AUSGANGSTEXT:
Jahrestagung der Gesellschaft für Medizinische Ausbildung
Jahrestagung der Gesellschaft für Medizinische Ausbildung
„Woher weiß ich, ob es richtig oder falsch ist?“ Zur Vermittlung ethischer Reflexions-, Argumentations- und Urteilskompetenzen in Gesundheitsfächern und -berufen
2LMU München, Institut für Ethik, Geschichte und Theorie der Medizin, München, Deutschland
Text
Fragestellung/Zielsetzung: Kritisch denken können ist eine Schlüsselkompetenz für moralische Entscheidungen in Gesundheitsberufen. Gerade vor dem Hintergrund pluralistischer Wertvorstellungen bergen solche Entscheidungen Konfliktpotential, weshalb sie insbesondere in der Ausbildung zu einem Gesundheitsberuf als herausfordernd wahrgenommen werden können. Um solchen Herausforderungen angemessen begegnen zu können, ist es erforderlich, dass Studien- und Ausbildungsgänge Lernanlässe schaffen, damit Lernende ethische Kompetenzen erwerben können. Es stellt sich dabei die Frage, wie Fähigkeiten zur kritischen Auseinandersetzung mit komplexen moralischen Fragen gefördert werden können.

DATEN:
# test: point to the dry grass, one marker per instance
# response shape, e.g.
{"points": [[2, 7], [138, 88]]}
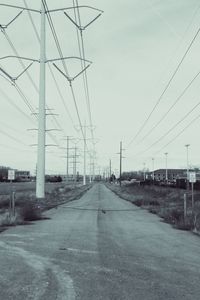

AUFGABE 1: Wie lässt sich der Absatz im Ausgangstext, der mit „Fragestellung/Zielsetzung: Kritisch denken können“ beginnt, knapper fassen? Schreib ihn kürzer und behalte seine wichtigsten Aussagen bei.
AUFGABE 2: Wie könnte der Ausgangstext über die Vermittlung ethischer Kompetenzen in Gesundheitsberufen nach seinem letzten Satz weitergehen? Schreib die Fortsetzung.
Die Daten werden hier nicht gebraucht.

DEINE ANTWORT 1: Kritisches Denken ist eine Schlüsselkompetenz für moralische Entscheidungen in Gesundheitsberufen. Bei pluralistischen Wertvorstellungen bergen solche Entscheidungen Konfliktpotential und können gerade in der Ausbildung herausfordernd wirken. Deshalb müssen Studien- und Ausbildungsgänge Lernanlässe schaffen, durch die Lernende ethische Kompetenzen erwerben. Zu klären ist, wie sich die Fähigkeit zur kritischen Auseinandersetzung mit komplexen moralischen Fragen fördern lässt.

DEINE ANTWORT 2:
In diesem Vortrag beschäftigen wir uns mit der Förderung ethischer Kompetenzen im Rahmen der Ausbildung bzw. des Studiums von Gesundheitsfächern und -berufen (einschließlich der Medizin). Wir legen den Fokus auf die Vermittlung von ethischen Reflexions-, Argumentations- und Urteilsbildungskompetenzen zur Bearbeitung moralischer Herausforderungen im beruflichen Alltag.
Methoden: In unserem Beitrag zeigen wir zunächst auf, wie ethische Reflexions-, Argumentations- und Urteilsbildungskompetenzen definiert werden können. Ausgehend von den Definitionen leiten wir geeignete Lehrmethoden ab, mit denen ihr Erwerb gefördert werden kann. Dabei gehen wir sowohl auf die Analyse moralischer Herausforderungen auf gesellschaftlicher Ebene als auch auf moralische Konflikte ein, wie sie sich in der Patientenversorgung im Einzelfall ergeben können.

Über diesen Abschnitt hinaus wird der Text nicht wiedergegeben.